The entries below are to be returned as written, with all pictures dropped.

§ RECORDS FOR PROCESSING
BEGIN
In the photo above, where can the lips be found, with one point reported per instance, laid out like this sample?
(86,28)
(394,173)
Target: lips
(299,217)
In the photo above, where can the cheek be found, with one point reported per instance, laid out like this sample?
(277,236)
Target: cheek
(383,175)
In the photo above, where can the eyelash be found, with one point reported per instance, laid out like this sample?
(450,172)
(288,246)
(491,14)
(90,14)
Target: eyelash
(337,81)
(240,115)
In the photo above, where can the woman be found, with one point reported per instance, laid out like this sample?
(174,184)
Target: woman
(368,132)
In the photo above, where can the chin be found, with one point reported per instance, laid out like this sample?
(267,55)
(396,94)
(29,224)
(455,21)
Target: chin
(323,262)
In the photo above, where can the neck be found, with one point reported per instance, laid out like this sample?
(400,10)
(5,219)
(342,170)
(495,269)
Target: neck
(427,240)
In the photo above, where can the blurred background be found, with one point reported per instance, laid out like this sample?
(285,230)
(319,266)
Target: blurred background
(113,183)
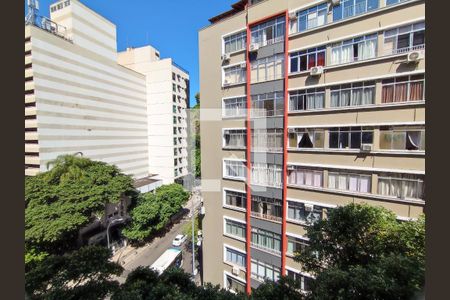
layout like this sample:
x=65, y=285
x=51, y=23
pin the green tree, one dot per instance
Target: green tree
x=82, y=274
x=60, y=202
x=152, y=212
x=364, y=252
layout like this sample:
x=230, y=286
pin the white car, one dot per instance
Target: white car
x=179, y=240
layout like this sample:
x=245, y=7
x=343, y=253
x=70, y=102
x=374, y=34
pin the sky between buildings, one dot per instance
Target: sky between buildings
x=171, y=26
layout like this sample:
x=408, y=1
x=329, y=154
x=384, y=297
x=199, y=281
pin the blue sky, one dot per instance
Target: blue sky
x=170, y=26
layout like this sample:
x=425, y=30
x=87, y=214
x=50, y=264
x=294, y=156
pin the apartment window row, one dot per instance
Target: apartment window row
x=391, y=185
x=269, y=32
x=393, y=90
x=267, y=174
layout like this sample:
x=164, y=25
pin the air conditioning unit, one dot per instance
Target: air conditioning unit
x=235, y=271
x=315, y=71
x=366, y=147
x=225, y=56
x=309, y=207
x=415, y=56
x=254, y=47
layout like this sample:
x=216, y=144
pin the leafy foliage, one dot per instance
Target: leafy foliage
x=364, y=252
x=63, y=200
x=81, y=274
x=153, y=211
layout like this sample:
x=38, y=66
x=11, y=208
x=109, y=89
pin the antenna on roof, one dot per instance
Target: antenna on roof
x=33, y=9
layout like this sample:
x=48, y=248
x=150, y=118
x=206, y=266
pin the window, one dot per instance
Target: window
x=349, y=182
x=267, y=140
x=296, y=245
x=266, y=240
x=267, y=208
x=269, y=32
x=235, y=42
x=266, y=174
x=300, y=138
x=354, y=94
x=404, y=39
x=267, y=105
x=235, y=257
x=401, y=186
x=305, y=281
x=307, y=99
x=312, y=17
x=402, y=89
x=306, y=59
x=234, y=284
x=350, y=137
x=234, y=74
x=361, y=48
x=235, y=228
x=300, y=176
x=269, y=68
x=350, y=8
x=235, y=169
x=235, y=199
x=402, y=138
x=306, y=213
x=234, y=138
x=235, y=107
x=262, y=271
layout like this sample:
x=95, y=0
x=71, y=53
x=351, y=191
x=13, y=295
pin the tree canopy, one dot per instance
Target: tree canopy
x=364, y=252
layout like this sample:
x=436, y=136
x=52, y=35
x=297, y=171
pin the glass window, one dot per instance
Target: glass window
x=309, y=99
x=306, y=59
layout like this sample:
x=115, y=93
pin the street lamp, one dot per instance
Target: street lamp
x=109, y=224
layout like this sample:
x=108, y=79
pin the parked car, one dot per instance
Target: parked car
x=179, y=240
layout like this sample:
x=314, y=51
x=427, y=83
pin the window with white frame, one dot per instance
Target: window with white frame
x=300, y=138
x=403, y=186
x=234, y=138
x=305, y=281
x=306, y=213
x=268, y=68
x=235, y=169
x=350, y=137
x=269, y=32
x=267, y=208
x=262, y=271
x=347, y=181
x=235, y=199
x=404, y=39
x=266, y=240
x=235, y=257
x=402, y=138
x=267, y=174
x=235, y=42
x=301, y=176
x=268, y=140
x=295, y=244
x=235, y=107
x=306, y=59
x=234, y=74
x=267, y=105
x=356, y=49
x=309, y=99
x=234, y=285
x=349, y=8
x=235, y=228
x=312, y=17
x=353, y=94
x=402, y=89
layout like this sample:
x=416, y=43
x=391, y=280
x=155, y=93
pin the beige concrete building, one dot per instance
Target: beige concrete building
x=318, y=104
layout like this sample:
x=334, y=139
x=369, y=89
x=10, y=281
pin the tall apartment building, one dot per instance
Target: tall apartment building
x=322, y=104
x=167, y=101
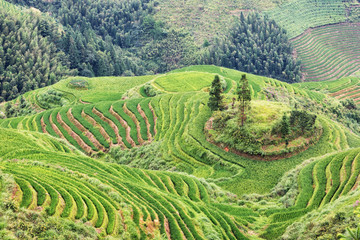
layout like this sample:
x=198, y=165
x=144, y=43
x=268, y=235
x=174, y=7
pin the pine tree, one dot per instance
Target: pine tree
x=244, y=97
x=215, y=99
x=285, y=126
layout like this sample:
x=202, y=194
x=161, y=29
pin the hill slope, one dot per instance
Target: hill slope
x=329, y=52
x=57, y=179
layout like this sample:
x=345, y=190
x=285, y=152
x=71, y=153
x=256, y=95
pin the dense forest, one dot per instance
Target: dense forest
x=256, y=45
x=28, y=60
x=109, y=38
x=104, y=38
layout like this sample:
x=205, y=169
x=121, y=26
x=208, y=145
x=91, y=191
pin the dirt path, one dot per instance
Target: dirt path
x=56, y=129
x=137, y=124
x=97, y=126
x=125, y=125
x=167, y=228
x=111, y=124
x=76, y=137
x=43, y=125
x=154, y=116
x=148, y=126
x=343, y=91
x=85, y=131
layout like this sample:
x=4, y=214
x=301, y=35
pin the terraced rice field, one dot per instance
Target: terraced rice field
x=329, y=52
x=342, y=89
x=107, y=196
x=320, y=182
x=93, y=128
x=54, y=176
x=297, y=16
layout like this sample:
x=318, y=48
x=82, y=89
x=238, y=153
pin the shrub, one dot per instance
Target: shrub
x=79, y=84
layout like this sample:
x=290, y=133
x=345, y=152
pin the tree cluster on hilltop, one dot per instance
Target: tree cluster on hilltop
x=256, y=45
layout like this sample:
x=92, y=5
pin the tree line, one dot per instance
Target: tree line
x=256, y=45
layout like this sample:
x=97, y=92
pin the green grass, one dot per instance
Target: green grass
x=329, y=52
x=184, y=82
x=71, y=185
x=69, y=193
x=298, y=16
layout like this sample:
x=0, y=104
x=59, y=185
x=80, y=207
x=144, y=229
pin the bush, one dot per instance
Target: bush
x=79, y=84
x=149, y=90
x=50, y=99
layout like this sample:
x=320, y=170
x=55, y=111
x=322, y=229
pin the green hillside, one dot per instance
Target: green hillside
x=329, y=52
x=53, y=176
x=179, y=120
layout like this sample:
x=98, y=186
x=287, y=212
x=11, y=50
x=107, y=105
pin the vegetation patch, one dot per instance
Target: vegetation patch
x=79, y=84
x=184, y=82
x=271, y=130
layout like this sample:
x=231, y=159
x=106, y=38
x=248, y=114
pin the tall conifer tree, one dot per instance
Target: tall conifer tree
x=215, y=100
x=244, y=97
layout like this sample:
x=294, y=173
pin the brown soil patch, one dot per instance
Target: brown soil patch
x=154, y=116
x=56, y=129
x=137, y=124
x=167, y=227
x=356, y=183
x=208, y=126
x=124, y=124
x=43, y=125
x=85, y=131
x=343, y=91
x=76, y=137
x=148, y=126
x=343, y=172
x=83, y=102
x=111, y=124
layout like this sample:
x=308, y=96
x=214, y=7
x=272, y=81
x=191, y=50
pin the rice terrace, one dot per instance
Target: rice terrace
END
§ EXERCISE ANSWER
In the photo above, where can the lips be found, with one point reported per instance, laid out like this sample?
(86,28)
(394,173)
Target: lips
(299,217)
In the photo above, where can the cheek be found, with one point reported per instance, laid out like this sample?
(277,236)
Target: cheek
(383,175)
In the photo above, where can the eyelash be found, with one point reported per instance, laid out like this sample?
(450,172)
(288,246)
(491,14)
(90,14)
Target: eyelash
(337,81)
(240,115)
In the photo above, where can the woman be found, with one point reported per instance, laid out like this sample?
(174,184)
Target: woman
(368,132)
In the photo above, where can the chin be found, with one point reported per instance, laid out like this sample?
(267,55)
(396,94)
(29,224)
(455,21)
Target: chin
(323,262)
In the photo above, where can the neck be found, with one point reported per instance, laid out like this sample?
(400,10)
(5,219)
(342,170)
(495,269)
Target: neck
(427,240)
In the photo above, where can the blurred background be found, with one point reported per instance, laid out like this sample?
(285,230)
(319,266)
Target: blurred background
(113,183)
layout like this sample:
x=65, y=285
x=51, y=23
pin the green tree, one dot per instance
Target: green tree
x=82, y=274
x=60, y=202
x=152, y=212
x=364, y=252
layout like this sample:
x=230, y=286
pin the white car, one dot per instance
Target: white car
x=179, y=240
layout like this sample:
x=245, y=7
x=343, y=253
x=70, y=102
x=374, y=34
pin the sky between buildings, one dot per instance
Target: sky between buildings
x=171, y=26
layout like this sample:
x=408, y=1
x=329, y=154
x=384, y=297
x=199, y=281
pin the blue sky, one dot per instance
Target: blue sky
x=170, y=26
layout like this sample:
x=425, y=30
x=87, y=214
x=50, y=264
x=294, y=156
pin the apartment window row, one dot per instance
Target: apartment window row
x=391, y=185
x=269, y=32
x=393, y=90
x=267, y=174
layout like this sample:
x=164, y=25
pin the air conditioning unit, one dot per instance
Target: air conditioning unit
x=235, y=271
x=315, y=71
x=366, y=147
x=225, y=56
x=309, y=207
x=415, y=56
x=254, y=47
layout like this sample:
x=216, y=144
pin the leafy foliage, one dot per instance
Target: leafy foliage
x=364, y=252
x=63, y=200
x=81, y=274
x=153, y=211
layout like this sample:
x=38, y=66
x=11, y=208
x=109, y=89
pin the antenna on roof, one dot per instance
Target: antenna on roof
x=33, y=9
layout like this sample:
x=48, y=248
x=150, y=118
x=206, y=266
pin the window, one dot per instance
Target: window
x=349, y=182
x=267, y=140
x=296, y=245
x=266, y=240
x=267, y=208
x=269, y=32
x=235, y=42
x=266, y=174
x=300, y=138
x=354, y=94
x=404, y=39
x=267, y=105
x=235, y=257
x=401, y=186
x=305, y=281
x=307, y=99
x=312, y=17
x=402, y=89
x=306, y=59
x=234, y=284
x=350, y=137
x=234, y=74
x=361, y=48
x=235, y=228
x=300, y=176
x=269, y=68
x=350, y=8
x=235, y=169
x=235, y=199
x=402, y=138
x=306, y=213
x=234, y=138
x=235, y=107
x=262, y=271
layout like this sample:
x=95, y=0
x=71, y=53
x=351, y=191
x=13, y=295
pin the tree canopy, one dot per instance
Target: tree canopy
x=364, y=252
layout like this sample:
x=436, y=136
x=52, y=35
x=297, y=171
pin the glass window, one dot per instance
Target: glass window
x=309, y=99
x=306, y=59
layout like this sample:
x=115, y=93
pin the street lamp, one dot per instance
Target: street lamp
x=109, y=224
layout like this sample:
x=108, y=79
pin the parked car, one dot per instance
Target: parked car
x=179, y=240
layout like this sample:
x=314, y=51
x=427, y=83
pin the window with white frame, one dot per instance
Target: window with white frame
x=300, y=138
x=403, y=186
x=234, y=138
x=305, y=281
x=306, y=213
x=268, y=68
x=235, y=169
x=350, y=137
x=269, y=32
x=267, y=208
x=262, y=271
x=347, y=181
x=235, y=199
x=404, y=39
x=266, y=240
x=235, y=257
x=402, y=138
x=267, y=174
x=235, y=42
x=301, y=176
x=268, y=140
x=295, y=244
x=235, y=107
x=306, y=59
x=234, y=74
x=267, y=105
x=356, y=49
x=309, y=99
x=234, y=285
x=349, y=8
x=235, y=228
x=312, y=17
x=353, y=94
x=402, y=89
layout like this sample:
x=416, y=43
x=391, y=280
x=155, y=93
pin the beige concrete building, one dot per instance
Target: beige concrete building
x=318, y=104
layout like this sample:
x=334, y=139
x=369, y=89
x=10, y=281
pin the tall apartment building, one dot per instance
Target: tall apartment building
x=322, y=104
x=167, y=101
layout like this sample:
x=198, y=165
x=144, y=43
x=268, y=235
x=174, y=7
pin the pine tree, one dot per instance
Target: pine tree
x=244, y=97
x=215, y=99
x=285, y=126
layout like this sample:
x=202, y=194
x=161, y=29
pin the hill slope, one dot per instance
Target: hill slope
x=329, y=52
x=57, y=179
layout like this sample:
x=345, y=190
x=285, y=152
x=71, y=153
x=256, y=95
pin the dense forest, one dot per instance
Target: dense forest
x=256, y=45
x=28, y=60
x=109, y=38
x=104, y=38
layout like this sample:
x=205, y=169
x=121, y=26
x=208, y=145
x=91, y=191
pin the dirt path, one dot per instance
Target: dirt path
x=56, y=129
x=137, y=124
x=97, y=126
x=125, y=125
x=167, y=228
x=111, y=124
x=76, y=137
x=43, y=125
x=154, y=116
x=148, y=126
x=343, y=91
x=85, y=131
layout like this sample:
x=4, y=214
x=301, y=35
pin the terraced rice field, one dot per instance
Target: terraced rice field
x=329, y=52
x=342, y=89
x=107, y=196
x=320, y=182
x=93, y=128
x=54, y=176
x=297, y=16
layout like this sample:
x=318, y=48
x=82, y=89
x=238, y=153
pin the shrub, one dot per instance
Target: shrub
x=79, y=84
layout like this sample:
x=290, y=133
x=345, y=152
pin the tree cluster on hilltop, one dot per instance
Target: tree cluster on hilltop
x=256, y=45
layout like this sample:
x=92, y=5
pin the tree line, one dot per instance
Target: tree line
x=256, y=45
layout like this sample:
x=97, y=92
pin the green grass, one dot per instance
Target: green grass
x=329, y=52
x=184, y=82
x=71, y=185
x=69, y=193
x=298, y=16
layout like this sample:
x=0, y=104
x=59, y=185
x=80, y=207
x=144, y=229
pin the bush, one dot per instance
Target: bush
x=79, y=84
x=149, y=90
x=50, y=99
layout like this sample:
x=320, y=170
x=55, y=111
x=322, y=229
pin the green hillside, one dot per instance
Target: green hillside
x=329, y=52
x=53, y=176
x=179, y=120
layout like this sample:
x=98, y=186
x=287, y=212
x=11, y=50
x=107, y=105
pin the vegetation patch, one dot per instance
Target: vegetation patch
x=79, y=84
x=184, y=82
x=271, y=130
layout like this sample:
x=231, y=159
x=106, y=38
x=248, y=114
pin the tall conifer tree, one dot per instance
Target: tall conifer tree
x=215, y=100
x=244, y=97
layout like this sample:
x=294, y=173
pin the brown soil patch, one dot per instance
Target: brown soil patch
x=154, y=116
x=56, y=129
x=137, y=124
x=167, y=227
x=356, y=183
x=208, y=126
x=124, y=124
x=43, y=125
x=85, y=131
x=343, y=91
x=76, y=137
x=148, y=126
x=343, y=172
x=83, y=102
x=111, y=124
layout like this sample:
x=308, y=96
x=214, y=7
x=272, y=81
x=191, y=50
pin the rice terrace, one dot per instance
Target: rice terrace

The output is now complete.